*** READING TEXT ***

Italian Technology to Save Venice: An interview with Dr. Maria Teresa Brotto, head of the Department of Design of the M.O.S.E. Project

The fifth Annual Conference of the Ital­ian Language Inter Cultural Alliance (ILICA) in New York was called: “Saving Venezia & Protecting New Orleans.” The leaders of the M.O.S.E. project (Modulo Sper­imentale Elettromeccanico or Experimental Electromechanical Module) were in New York to demonstrate how the technology designed to save Venice can be applied to New Orleans. Here, Dr. Maria Teresa Brotto explains how this Italian high-tech project will work.

It is widely accepted that without hu­man intervention, Venice would even­tually be abandoned to the tides. The M.O.S.E. will temporarily separate the lagoon from the sea. How will it work and why is this—according to you—the right answer to Venice’s flooding prob­lems?

MARIA TERESA BROTTO: Yes it is, the Venice Lagoon survived to nowadays thanks to a series of interventions dur­ing the centuries (as the diversions of the rivers in order to avoid the silting up of the lagoon).

*** End of READING TEXT ***

### TASK DETAILS
Can you reproduce the stretch of the Venice interview from "It is widely" through "Venice’s flooding prob­lems?"? The listing that comes next has no connection to the Venice interview.

*** SUPPLIED RECORDS ***

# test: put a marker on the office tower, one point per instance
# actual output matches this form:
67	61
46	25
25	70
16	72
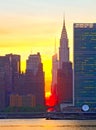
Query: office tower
63	49
3	85
54	73
33	63
85	65
8	75
35	78
14	63
64	74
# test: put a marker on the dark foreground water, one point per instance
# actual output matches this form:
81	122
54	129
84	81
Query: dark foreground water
42	124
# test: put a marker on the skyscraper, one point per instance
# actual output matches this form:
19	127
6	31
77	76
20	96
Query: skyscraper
85	64
64	74
63	49
35	82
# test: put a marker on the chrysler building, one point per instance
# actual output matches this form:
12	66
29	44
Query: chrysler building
63	49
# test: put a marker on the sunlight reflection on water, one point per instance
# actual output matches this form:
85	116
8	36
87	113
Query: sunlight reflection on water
42	124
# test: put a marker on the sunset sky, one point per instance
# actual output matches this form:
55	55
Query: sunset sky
31	26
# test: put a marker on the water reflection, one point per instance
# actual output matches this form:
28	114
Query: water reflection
42	124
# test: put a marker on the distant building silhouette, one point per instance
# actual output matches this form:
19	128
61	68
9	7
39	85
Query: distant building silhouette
85	64
8	73
32	82
64	74
54	73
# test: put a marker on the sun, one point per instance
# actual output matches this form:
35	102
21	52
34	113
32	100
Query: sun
51	99
47	94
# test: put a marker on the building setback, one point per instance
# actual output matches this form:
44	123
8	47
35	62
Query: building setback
85	64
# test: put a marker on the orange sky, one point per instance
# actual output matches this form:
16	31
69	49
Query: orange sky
28	27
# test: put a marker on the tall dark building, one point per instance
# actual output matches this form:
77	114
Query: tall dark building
85	64
35	78
9	71
64	74
14	63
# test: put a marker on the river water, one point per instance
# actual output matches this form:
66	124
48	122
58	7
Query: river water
43	124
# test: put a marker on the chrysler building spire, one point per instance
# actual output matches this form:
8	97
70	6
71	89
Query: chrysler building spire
63	49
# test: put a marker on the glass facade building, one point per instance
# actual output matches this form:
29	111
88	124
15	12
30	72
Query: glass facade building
85	64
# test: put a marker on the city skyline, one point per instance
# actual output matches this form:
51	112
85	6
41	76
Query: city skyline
31	27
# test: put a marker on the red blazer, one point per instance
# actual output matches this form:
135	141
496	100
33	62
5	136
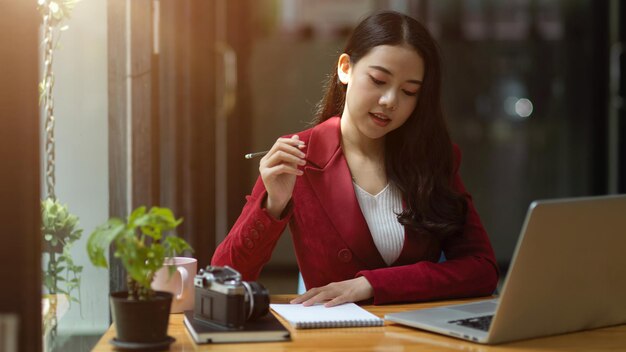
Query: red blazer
333	243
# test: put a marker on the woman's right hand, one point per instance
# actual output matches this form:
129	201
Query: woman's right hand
279	169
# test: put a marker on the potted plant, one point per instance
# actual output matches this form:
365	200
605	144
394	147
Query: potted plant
140	314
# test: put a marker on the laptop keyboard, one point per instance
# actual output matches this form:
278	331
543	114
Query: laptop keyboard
479	323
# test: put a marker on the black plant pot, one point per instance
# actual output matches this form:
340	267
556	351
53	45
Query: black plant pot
141	323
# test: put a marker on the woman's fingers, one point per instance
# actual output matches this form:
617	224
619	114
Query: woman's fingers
285	150
336	293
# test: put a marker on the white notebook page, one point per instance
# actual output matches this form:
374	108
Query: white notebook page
318	316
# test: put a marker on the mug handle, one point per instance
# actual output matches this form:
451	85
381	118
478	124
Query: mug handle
183	278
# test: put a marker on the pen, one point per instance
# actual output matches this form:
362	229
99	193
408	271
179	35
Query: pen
254	155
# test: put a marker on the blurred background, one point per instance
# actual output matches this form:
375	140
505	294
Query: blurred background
157	101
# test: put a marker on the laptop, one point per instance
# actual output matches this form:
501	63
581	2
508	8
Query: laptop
568	274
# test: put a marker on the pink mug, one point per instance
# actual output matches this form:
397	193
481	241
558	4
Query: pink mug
179	283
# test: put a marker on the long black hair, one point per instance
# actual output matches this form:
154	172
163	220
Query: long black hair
419	156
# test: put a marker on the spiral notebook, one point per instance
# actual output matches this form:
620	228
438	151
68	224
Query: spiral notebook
318	316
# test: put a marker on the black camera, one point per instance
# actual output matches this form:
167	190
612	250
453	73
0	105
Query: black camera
223	298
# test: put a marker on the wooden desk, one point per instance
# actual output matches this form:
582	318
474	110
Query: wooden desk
390	337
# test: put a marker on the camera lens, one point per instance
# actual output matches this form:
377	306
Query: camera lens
258	300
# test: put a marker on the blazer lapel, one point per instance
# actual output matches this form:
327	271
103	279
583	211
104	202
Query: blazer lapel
329	176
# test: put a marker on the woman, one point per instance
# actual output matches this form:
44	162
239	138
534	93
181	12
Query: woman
372	193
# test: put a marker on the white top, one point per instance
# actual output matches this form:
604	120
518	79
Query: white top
380	212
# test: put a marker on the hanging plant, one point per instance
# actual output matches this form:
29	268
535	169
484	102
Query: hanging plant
59	227
59	233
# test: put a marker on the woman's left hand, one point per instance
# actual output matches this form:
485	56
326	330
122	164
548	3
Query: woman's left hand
336	293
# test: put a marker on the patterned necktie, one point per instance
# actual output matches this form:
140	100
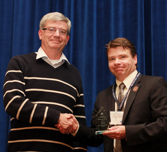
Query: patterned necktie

*** End of SUPPLIED RECORDS ***

### SOLUTION
It is widely accepted that without hu­man intervention, Venice would even­tually be abandoned to the tides. The M.O.S.E. will temporarily separate the lagoon from the sea. How will it work and why is this—according to you—the right answer to Venice’s flooding prob­lems?